Passage for review:
┌──

90 Merrick Avenue, 9th Floor
East MEeadow, NY 11554
Phone: 516.296.7000 * Fax: 516.296.7111
www.certilmanbalin.com
Fred Skolnik
Partner
Direct Dial 516.296.7048
fskolnik@certilmanbalin.com
September 6, 2011
United States Securities and Exchange Commission
450 Fifth Street N.W.
Washington, DC 20549
Re: BioRestorative Therapies, Inc. (formerly Stem Cell Assurance, Inc.)
Amendment No. 1 to Form 10 Registration Statement
Filed July 11, 2011
File No. 0-54402
Ladies and Gentlemen:
We act as counsel for BioRestorative Therapies, Inc. (formerly Stem Cell Assurance, Inc.) (the “Company”). We refer to the Staff’s letter dated August 8, 2011 to Mark Weinreb, Chief Executive Officer of the Company, with respect to Amendment No. 1 to the Company’s Form 10 Registration Statement filed with the Commission on July 11, 2011. Mr. Weinreb has referred the Staff’s letter to us for a response. In that regard, on behalf of the Company, we respond to the comments in the Staff’s letter with respect to the Form 10 as follows:
Overview, page 1
1. Comment: We reissue comment one of our letter dated June 6, 2011. Please provide a more detailed discussion of your business plan. Clearly disclose the milestones for each part of your business plan, including the estimated time frame for each milestone, the estimated costs and the intended sources of funding. In response to our prior comment you have instead provided very general disclosure of the business plan, rather than the various milestones that are needed to implement each phase of your business plan.
Response: A more detailed discussion has been included in Item 1 with respect to the estimated timeframe for each milestone of the Company’s business plan, the estimated costs involved in each milestone and the intended source of funds. Appropriate cross-references have been included in the “Overview” section.
2. Comment: While we note the general statement on page one that the implementation of the business plan will require sufficient equity or debt financing to fund your operations, please revise the disclosure to clearly state the intended source(s) of funding, whether you have any funding sources to date, and the impact on your business plan if you are unable to obtain such funding. In addition, we note the estimated costs and time frame for implementing parts of your business plan. Given the significant funding needed, please explain how you determined the time frame and discuss whether you currently have the funding for that particular part of your business plan.
Securities and Exchange Commission
September 6, 2011
Page 2
Response: Additional disclosures and cross-references have been included in the “Overview” section with regard to the Company’s funding needs.
Strategy, page 1
1. Comment: We note your response to comment six of our letter dated June 6, 2011, and we reissue it. It is unclear why you provide disclosure of a strategy that is “[s]ubject to the relaxation of strict domestic regulatory restrictions.” Please revise to clarify whether you have a basis for believing the regulatory restrictions that prevent you from operating parts of your business in the United States may be changed in the near future. Otherwise this statement and your contingent plans for U.S. locations for your stem cell therapy clinic and other products appear speculative.

└──

Required actions:
**a)** Please reproduce the part of the response letter between "Strategy, page 1" and "products appear speculative.", inclusive.
**b)** In the response letter, who is named as the Chief Executive Officer of the Company?

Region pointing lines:
┌──

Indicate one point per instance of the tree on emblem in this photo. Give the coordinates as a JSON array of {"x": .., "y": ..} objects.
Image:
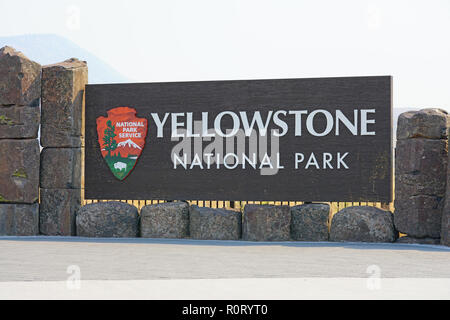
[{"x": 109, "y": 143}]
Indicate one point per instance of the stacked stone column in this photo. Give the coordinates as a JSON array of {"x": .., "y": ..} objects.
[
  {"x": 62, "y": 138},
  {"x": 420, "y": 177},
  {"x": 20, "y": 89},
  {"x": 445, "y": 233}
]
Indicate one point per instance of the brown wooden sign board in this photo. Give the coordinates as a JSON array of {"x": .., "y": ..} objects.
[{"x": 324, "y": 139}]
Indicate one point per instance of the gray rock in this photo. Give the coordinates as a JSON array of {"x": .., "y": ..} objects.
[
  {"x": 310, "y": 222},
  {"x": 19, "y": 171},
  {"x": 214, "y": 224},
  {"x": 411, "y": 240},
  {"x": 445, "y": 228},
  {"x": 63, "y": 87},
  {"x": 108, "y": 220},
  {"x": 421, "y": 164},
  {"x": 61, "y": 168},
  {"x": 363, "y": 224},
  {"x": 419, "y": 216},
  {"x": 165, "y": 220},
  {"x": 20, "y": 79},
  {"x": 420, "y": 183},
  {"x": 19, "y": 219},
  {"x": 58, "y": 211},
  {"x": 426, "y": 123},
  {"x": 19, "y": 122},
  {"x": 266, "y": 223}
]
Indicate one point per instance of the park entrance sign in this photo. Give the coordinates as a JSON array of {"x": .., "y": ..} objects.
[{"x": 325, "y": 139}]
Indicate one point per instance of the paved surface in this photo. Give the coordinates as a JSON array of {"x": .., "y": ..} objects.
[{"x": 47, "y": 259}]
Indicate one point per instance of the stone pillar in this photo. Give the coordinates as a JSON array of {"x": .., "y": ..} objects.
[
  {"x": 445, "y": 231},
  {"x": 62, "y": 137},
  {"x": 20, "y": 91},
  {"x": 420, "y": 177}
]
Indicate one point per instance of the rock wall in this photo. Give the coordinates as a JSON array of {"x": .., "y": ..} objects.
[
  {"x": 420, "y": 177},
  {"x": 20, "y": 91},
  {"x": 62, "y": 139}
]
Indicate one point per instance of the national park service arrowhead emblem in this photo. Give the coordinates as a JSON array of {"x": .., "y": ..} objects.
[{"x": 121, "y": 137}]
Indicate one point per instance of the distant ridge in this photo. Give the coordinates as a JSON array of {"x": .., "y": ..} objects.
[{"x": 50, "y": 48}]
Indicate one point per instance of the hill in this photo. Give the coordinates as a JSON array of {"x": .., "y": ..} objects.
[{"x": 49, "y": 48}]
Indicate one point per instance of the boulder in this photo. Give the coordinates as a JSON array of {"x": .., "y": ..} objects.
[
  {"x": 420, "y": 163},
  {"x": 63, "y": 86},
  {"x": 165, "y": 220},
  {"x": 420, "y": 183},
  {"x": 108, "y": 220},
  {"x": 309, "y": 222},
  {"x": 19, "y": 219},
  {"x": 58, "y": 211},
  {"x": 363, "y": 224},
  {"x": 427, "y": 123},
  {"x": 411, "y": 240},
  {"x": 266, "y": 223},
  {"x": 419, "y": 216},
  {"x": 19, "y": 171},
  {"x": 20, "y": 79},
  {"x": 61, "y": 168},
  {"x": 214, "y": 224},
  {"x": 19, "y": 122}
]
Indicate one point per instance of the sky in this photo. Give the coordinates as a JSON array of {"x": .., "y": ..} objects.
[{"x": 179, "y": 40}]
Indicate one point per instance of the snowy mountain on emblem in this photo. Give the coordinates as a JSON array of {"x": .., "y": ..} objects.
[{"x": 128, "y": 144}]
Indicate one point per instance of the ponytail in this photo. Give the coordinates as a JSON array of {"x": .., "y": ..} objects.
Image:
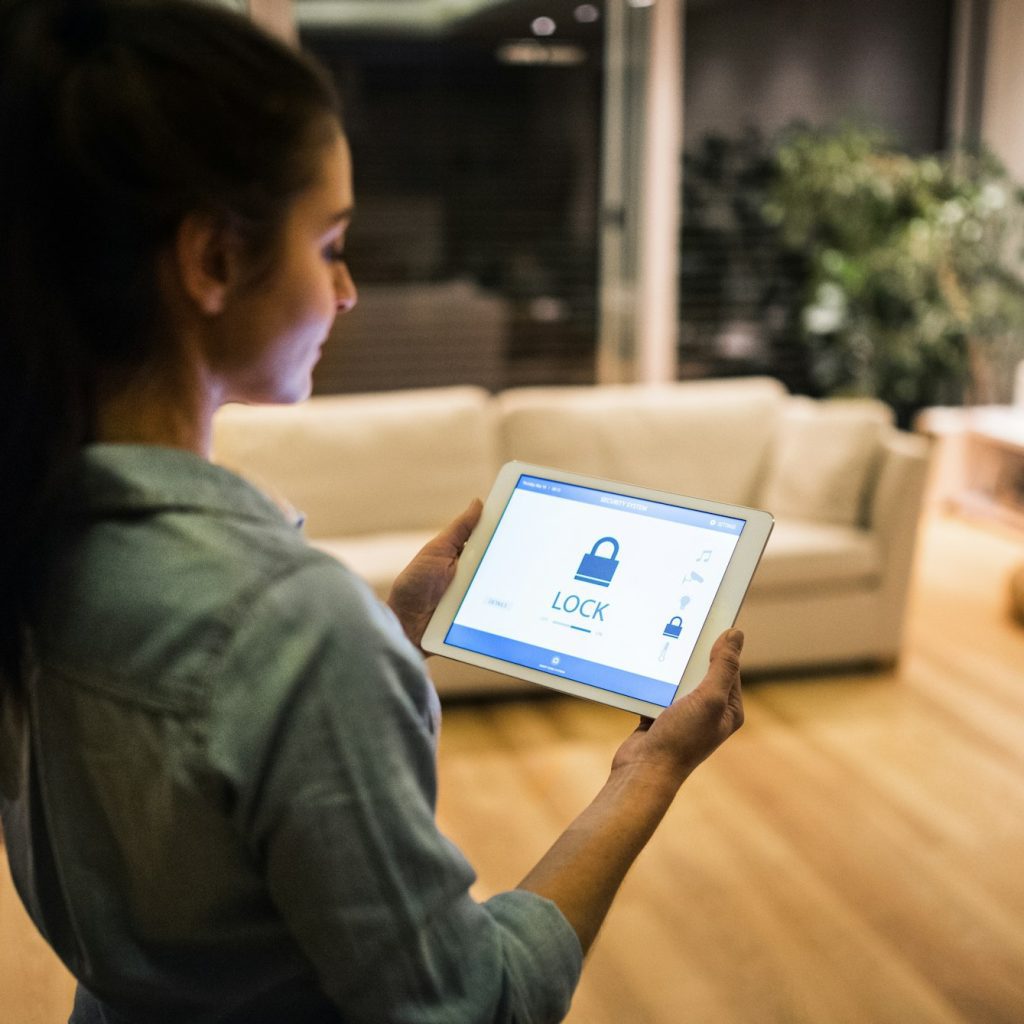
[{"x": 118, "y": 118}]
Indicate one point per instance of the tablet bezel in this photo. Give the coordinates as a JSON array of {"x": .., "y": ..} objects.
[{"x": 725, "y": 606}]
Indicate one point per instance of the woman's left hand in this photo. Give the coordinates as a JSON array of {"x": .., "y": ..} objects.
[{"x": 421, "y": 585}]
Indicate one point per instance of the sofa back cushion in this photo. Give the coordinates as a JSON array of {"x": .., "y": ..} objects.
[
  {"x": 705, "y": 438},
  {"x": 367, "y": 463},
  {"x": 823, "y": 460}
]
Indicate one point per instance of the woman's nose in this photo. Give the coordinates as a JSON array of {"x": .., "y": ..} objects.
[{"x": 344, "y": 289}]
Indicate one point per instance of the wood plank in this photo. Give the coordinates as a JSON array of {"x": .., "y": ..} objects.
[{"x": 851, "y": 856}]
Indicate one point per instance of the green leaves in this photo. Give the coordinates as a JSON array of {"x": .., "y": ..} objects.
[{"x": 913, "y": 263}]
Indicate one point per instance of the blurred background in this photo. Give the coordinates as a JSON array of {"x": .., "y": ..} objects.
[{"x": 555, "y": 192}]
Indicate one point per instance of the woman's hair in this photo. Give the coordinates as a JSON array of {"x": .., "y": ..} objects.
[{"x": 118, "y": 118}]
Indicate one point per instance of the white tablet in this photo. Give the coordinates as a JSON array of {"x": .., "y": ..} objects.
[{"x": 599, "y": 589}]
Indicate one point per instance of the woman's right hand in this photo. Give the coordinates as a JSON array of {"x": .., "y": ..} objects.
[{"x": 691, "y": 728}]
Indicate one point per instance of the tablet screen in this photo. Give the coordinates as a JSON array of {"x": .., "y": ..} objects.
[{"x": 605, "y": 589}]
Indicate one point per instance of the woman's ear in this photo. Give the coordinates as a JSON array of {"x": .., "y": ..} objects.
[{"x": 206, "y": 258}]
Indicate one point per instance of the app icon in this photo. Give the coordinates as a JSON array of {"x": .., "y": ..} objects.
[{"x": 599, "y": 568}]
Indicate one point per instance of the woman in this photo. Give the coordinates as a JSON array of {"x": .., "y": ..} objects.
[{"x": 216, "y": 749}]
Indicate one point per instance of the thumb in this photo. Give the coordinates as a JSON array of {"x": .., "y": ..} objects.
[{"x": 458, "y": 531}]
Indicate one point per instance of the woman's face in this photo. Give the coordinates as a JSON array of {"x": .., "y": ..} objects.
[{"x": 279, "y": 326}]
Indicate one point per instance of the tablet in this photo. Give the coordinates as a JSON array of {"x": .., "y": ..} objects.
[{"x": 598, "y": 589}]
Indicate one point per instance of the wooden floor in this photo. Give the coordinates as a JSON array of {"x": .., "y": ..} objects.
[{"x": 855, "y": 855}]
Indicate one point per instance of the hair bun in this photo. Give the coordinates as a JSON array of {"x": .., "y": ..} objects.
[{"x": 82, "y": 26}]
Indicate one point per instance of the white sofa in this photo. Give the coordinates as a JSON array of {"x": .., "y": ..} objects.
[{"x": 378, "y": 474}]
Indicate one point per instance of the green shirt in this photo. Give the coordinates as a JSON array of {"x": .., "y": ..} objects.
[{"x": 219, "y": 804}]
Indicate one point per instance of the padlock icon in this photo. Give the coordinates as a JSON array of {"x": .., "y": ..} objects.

└──

Answers to the tasks:
**a)**
Strategy, page 1
1. Comment: We note your response to comment six of our letter dated June 6, 2011, and we reissue it. It is unclear why you provide disclosure of a strategy that is “[s]ubject to the relaxation of strict domestic regulatory restrictions.” Please revise to clarify whether you have a basis for believing the regulatory restrictions that prevent you from operating parts of your business in the United States may be changed in the near future. Otherwise this statement and your contingent plans for U.S. locations for your stem cell therapy clinic and other products appear speculative.

**b)** Mark Weinreb